** begin **

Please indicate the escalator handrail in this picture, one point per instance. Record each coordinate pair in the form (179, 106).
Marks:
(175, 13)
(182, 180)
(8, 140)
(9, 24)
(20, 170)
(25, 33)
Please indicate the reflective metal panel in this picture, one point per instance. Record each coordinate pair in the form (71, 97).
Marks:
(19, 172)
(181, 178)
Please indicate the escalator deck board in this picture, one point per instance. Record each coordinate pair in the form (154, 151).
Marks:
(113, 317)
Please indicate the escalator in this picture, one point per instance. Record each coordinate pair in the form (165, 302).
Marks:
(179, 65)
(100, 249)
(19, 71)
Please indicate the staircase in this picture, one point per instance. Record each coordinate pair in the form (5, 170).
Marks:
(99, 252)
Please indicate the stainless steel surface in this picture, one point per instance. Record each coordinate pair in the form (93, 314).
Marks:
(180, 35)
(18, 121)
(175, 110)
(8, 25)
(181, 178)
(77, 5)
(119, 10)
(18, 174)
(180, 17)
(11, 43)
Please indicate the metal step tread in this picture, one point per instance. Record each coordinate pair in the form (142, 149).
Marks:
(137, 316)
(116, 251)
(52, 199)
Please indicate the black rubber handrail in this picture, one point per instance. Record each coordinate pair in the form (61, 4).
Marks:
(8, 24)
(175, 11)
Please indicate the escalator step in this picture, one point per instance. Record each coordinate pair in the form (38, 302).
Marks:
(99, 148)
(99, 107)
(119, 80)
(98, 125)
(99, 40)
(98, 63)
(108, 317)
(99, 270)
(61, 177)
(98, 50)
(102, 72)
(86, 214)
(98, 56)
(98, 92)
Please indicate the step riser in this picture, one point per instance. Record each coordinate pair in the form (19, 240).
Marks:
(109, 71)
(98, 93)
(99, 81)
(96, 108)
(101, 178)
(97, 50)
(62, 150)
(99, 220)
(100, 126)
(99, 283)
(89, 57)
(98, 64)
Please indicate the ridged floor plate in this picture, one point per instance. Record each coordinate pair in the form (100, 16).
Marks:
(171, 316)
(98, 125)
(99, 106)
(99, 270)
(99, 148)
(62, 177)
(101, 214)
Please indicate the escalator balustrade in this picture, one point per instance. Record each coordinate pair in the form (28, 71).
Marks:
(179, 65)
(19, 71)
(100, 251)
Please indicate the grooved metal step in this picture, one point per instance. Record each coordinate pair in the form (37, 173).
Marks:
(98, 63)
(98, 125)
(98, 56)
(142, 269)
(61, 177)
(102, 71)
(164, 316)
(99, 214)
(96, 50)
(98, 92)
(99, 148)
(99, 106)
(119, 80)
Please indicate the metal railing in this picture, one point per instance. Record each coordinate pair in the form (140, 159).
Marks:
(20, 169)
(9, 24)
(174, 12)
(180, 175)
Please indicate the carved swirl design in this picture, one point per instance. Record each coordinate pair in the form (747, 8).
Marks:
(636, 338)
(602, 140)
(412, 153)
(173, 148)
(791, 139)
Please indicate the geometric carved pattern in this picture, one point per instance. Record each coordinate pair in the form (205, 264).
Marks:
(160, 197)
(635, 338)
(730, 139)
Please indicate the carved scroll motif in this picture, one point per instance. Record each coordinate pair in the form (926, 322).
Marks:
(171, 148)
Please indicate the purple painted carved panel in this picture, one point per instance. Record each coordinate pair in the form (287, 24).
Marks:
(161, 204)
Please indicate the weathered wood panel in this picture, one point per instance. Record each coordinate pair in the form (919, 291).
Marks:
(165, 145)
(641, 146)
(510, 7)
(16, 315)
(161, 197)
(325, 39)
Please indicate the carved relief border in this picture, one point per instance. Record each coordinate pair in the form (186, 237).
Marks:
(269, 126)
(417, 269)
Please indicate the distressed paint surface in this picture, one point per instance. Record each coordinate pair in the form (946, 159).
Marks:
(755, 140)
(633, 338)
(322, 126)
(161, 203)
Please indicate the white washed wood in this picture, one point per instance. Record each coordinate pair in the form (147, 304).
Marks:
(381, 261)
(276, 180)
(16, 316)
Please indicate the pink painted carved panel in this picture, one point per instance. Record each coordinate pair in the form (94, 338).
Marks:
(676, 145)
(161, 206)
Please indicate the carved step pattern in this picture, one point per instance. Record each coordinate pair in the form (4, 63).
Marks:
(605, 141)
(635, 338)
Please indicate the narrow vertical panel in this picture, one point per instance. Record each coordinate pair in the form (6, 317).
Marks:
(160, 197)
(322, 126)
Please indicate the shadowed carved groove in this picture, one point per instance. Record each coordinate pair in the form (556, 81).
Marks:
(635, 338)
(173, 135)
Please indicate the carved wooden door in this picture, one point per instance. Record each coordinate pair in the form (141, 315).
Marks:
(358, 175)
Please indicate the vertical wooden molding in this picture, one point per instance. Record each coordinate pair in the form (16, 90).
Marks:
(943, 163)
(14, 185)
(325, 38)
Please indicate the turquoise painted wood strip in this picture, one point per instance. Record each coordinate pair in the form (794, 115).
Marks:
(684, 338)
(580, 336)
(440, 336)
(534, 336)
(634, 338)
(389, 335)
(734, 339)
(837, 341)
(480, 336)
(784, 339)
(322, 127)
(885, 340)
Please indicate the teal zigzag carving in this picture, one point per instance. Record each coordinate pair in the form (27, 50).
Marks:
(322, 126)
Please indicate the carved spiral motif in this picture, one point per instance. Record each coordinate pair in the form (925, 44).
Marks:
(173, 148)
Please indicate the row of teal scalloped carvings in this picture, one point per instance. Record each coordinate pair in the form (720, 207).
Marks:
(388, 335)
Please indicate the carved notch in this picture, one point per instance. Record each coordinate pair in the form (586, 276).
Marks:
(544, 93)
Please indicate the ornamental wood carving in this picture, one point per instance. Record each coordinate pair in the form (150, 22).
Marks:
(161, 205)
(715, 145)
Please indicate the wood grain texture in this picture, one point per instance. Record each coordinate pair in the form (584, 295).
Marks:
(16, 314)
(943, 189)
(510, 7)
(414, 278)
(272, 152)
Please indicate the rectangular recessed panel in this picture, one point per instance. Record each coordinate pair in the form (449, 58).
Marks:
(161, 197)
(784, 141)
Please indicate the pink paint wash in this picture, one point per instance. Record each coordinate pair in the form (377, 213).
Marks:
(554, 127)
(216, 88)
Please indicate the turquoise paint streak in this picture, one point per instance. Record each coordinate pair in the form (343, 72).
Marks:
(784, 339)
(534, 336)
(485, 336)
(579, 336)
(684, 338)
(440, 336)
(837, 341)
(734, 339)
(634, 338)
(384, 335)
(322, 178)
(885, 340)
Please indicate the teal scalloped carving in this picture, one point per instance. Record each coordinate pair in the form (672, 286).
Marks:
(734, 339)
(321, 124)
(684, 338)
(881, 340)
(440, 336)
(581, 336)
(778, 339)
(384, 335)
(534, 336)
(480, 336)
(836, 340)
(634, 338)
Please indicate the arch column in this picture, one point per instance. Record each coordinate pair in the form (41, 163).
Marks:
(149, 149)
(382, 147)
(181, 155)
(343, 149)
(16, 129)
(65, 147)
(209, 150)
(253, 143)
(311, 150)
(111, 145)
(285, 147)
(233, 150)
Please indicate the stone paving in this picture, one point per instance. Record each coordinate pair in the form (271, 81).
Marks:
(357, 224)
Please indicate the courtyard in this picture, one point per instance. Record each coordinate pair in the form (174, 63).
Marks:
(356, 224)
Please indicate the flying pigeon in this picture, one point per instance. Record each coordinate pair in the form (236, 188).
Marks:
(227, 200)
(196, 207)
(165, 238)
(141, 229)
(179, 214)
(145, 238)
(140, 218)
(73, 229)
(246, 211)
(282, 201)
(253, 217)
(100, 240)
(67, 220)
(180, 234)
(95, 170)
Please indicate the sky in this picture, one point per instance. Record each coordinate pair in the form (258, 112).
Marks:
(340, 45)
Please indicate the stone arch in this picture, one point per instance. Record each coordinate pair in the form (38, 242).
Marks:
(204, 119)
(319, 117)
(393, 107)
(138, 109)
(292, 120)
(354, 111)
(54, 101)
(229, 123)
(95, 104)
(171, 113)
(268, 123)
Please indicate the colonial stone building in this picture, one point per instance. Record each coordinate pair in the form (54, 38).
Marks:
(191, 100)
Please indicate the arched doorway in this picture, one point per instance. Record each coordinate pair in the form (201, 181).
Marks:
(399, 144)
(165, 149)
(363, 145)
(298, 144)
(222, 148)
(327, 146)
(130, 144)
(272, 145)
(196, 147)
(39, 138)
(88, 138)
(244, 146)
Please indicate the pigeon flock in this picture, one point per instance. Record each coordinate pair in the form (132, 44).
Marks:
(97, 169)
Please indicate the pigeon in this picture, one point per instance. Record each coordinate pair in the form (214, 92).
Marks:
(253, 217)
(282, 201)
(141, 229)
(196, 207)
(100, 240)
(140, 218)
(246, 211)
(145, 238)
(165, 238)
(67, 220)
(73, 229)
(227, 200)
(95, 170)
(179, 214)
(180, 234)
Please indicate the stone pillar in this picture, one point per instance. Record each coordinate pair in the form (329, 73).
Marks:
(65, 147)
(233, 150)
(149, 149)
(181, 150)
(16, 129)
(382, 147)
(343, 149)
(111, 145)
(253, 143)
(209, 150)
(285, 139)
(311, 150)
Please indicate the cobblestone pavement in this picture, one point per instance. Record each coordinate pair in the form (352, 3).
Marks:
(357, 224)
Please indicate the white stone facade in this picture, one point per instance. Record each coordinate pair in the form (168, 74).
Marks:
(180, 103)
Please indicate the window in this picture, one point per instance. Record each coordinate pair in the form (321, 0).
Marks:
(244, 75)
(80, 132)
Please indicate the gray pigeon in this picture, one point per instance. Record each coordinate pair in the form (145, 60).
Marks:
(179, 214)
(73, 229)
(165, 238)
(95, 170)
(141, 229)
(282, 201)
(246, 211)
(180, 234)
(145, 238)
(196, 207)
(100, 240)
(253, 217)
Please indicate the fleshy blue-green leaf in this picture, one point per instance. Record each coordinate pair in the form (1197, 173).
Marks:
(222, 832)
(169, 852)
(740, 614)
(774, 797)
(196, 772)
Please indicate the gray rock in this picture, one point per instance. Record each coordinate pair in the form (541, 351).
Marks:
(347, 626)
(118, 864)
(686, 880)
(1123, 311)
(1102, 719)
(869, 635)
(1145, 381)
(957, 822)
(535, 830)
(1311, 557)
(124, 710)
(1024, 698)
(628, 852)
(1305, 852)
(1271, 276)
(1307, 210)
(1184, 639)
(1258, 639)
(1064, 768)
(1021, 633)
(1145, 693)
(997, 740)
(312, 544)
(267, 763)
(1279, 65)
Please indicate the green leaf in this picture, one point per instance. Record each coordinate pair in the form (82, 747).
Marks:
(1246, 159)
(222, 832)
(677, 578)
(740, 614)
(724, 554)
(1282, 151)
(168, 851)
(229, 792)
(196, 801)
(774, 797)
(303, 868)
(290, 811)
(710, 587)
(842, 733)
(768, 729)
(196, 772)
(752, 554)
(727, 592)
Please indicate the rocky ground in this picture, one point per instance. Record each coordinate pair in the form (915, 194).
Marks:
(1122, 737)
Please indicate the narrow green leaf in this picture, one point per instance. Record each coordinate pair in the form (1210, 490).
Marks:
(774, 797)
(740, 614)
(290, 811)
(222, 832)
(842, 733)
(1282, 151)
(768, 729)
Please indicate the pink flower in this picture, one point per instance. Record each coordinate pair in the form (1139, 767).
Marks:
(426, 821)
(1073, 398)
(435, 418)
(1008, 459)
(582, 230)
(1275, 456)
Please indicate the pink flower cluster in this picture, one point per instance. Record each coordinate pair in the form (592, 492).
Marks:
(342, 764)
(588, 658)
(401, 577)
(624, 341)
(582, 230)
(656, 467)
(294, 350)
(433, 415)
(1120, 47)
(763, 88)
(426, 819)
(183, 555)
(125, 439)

** end **

### Given instruction
Return the line that contains "Please indicate the green" and all lines after it, verbatim, and nothing else.

### Finished exercise
Please indicate the green leaf in this picture, one point per instance. Record each coordinate pair in the form (82, 747).
Marks:
(1246, 159)
(222, 832)
(677, 578)
(740, 614)
(724, 554)
(1282, 151)
(168, 851)
(229, 792)
(196, 801)
(774, 797)
(303, 868)
(290, 811)
(710, 587)
(842, 733)
(768, 729)
(196, 772)
(752, 554)
(727, 592)
Please indicate the rocky ground in this picture, one point per instance. Record each coordinate pair in the form (915, 194).
Marks:
(1122, 737)
Please indicate the narrow green leaf in this picture, one point per instance. Record each coordinate pair in the form (1210, 490).
Marks:
(774, 797)
(740, 614)
(290, 811)
(222, 832)
(842, 733)
(1282, 151)
(768, 729)
Please indicate the pink flower in this picture, one point per instance. Record each coordinate pair in the form (1139, 767).
Marks:
(426, 821)
(1073, 398)
(435, 418)
(1008, 459)
(582, 230)
(1275, 456)
Please indicate the pink flower cluster in this picture, one point per instance. Record each coordinate pair in the form (592, 492).
Marks:
(342, 764)
(588, 658)
(401, 577)
(624, 341)
(582, 230)
(656, 467)
(294, 350)
(433, 415)
(1120, 47)
(763, 88)
(426, 819)
(183, 555)
(125, 439)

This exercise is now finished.